-- BEGIN --

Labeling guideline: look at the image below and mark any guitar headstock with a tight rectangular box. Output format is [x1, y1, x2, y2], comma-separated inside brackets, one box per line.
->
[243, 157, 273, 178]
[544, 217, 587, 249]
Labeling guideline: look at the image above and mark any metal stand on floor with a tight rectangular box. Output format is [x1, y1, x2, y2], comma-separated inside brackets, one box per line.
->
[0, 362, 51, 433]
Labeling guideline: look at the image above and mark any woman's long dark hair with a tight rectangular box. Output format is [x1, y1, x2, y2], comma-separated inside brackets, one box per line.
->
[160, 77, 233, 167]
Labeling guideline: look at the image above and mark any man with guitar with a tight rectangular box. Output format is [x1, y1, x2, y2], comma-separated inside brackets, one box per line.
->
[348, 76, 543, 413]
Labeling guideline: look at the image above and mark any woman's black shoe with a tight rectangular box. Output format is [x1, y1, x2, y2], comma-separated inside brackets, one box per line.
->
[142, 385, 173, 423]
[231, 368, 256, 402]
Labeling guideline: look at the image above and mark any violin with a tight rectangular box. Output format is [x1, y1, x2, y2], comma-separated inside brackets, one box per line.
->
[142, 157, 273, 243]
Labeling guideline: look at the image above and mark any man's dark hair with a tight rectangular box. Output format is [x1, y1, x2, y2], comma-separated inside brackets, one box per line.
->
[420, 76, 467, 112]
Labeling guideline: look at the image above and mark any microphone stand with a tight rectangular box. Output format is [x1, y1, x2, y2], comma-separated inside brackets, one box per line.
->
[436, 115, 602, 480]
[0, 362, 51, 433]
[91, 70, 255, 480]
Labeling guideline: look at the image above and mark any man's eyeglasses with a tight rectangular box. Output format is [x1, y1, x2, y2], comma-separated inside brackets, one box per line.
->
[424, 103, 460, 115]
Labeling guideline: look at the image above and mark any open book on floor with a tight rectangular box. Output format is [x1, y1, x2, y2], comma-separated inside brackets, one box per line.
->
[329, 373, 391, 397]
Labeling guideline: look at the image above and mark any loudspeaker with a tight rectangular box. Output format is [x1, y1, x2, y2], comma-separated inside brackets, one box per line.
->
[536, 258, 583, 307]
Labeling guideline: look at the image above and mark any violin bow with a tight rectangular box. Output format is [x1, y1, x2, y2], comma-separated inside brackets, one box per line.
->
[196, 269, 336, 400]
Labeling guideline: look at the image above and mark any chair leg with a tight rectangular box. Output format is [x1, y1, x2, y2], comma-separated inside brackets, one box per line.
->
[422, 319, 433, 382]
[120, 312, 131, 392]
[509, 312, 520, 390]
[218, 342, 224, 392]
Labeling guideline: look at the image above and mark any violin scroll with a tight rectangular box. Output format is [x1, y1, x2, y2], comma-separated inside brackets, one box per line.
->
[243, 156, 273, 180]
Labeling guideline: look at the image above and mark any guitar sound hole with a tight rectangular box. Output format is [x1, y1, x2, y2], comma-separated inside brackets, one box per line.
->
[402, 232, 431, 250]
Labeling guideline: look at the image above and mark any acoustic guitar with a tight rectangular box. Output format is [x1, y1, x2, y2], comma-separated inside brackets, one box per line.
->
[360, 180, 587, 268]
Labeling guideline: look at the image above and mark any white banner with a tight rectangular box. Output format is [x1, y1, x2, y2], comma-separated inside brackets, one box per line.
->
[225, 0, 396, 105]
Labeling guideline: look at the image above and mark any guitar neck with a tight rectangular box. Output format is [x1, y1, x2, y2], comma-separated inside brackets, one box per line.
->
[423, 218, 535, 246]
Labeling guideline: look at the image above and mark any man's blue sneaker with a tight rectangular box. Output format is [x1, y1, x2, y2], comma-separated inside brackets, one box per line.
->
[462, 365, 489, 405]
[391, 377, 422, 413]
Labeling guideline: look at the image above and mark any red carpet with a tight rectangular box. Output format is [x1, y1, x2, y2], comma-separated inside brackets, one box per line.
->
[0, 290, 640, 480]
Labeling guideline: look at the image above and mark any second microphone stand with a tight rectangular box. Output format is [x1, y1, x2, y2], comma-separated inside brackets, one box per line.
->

-- END --

▶ [What needs to be done] Reproduce the items as a numbered list, omitting blank lines, from the first line of the items through the line containing "[329, 373, 391, 397]", both inclusive.

▶ [Response to this exercise]
1. Labeling guideline: look at the image below and mark any guitar headstock with a tight rectangular box. Output format is [x1, y1, x2, y2], comma-separated inside brackets, one box per line.
2. ->
3. [243, 157, 273, 178]
4. [544, 217, 587, 249]
5. Labeling guideline: look at the image above and mark any metal stand on floor with a tight rectangular box. Output format is [x1, y1, x2, y2], comma-separated inside brackets, one box per line.
6. ->
7. [0, 362, 51, 433]
8. Labeling guideline: look at the image above and mark any woman's long dark hair with a tight rectangular box. Output format is [x1, y1, x2, y2], comma-separated inside brackets, one box per line.
9. ->
10. [160, 77, 233, 167]
11. Labeling guideline: look at the image above and mark any man with guitar with a tight rectangular box. Output format is [x1, y1, x2, y2], comma-separated inside brackets, one box per line.
12. ->
13. [348, 76, 543, 413]
14. Labeling guideline: look at the image above and mark any woman's black shoe with a tight rectangular box. Output format is [x1, y1, x2, y2], comma-separated inside brackets, one box per line.
15. ->
16. [142, 385, 173, 423]
17. [231, 368, 256, 402]
18. Labeling guideline: look at the image above and mark any violin with a tight rectangular box. Output format is [x1, y1, x2, y2], comma-separated inside brackets, one box per line.
19. ->
20. [142, 157, 273, 243]
21. Labeling guideline: look at the image above and mark any man's dark hair with a tight rectangular box. Output format is [x1, y1, x2, y2], comma-separated inside brackets, one box per line.
22. ->
23. [420, 76, 467, 112]
24. Labeling guideline: look at the image above and mark any microphone stand with a tight rectangular box. Output format is [x1, y1, x2, y2], comma-separated inside brackets, one box per line.
25. ->
26. [436, 115, 602, 480]
27. [0, 362, 51, 433]
28. [91, 70, 255, 480]
29. Labeling guideline: look at the image above and mark any man's eyeglasses with a tight rectangular box. Output format is [x1, y1, x2, y2], comma-separated inside brackets, one box per line.
30. ->
31. [424, 103, 460, 115]
32. Labeling guideline: look at the image above and mark any open book on floor with a tight rectangular box. Output format is [x1, y1, x2, y2], comma-separated inside brackets, one box per line.
33. ->
34. [329, 373, 391, 397]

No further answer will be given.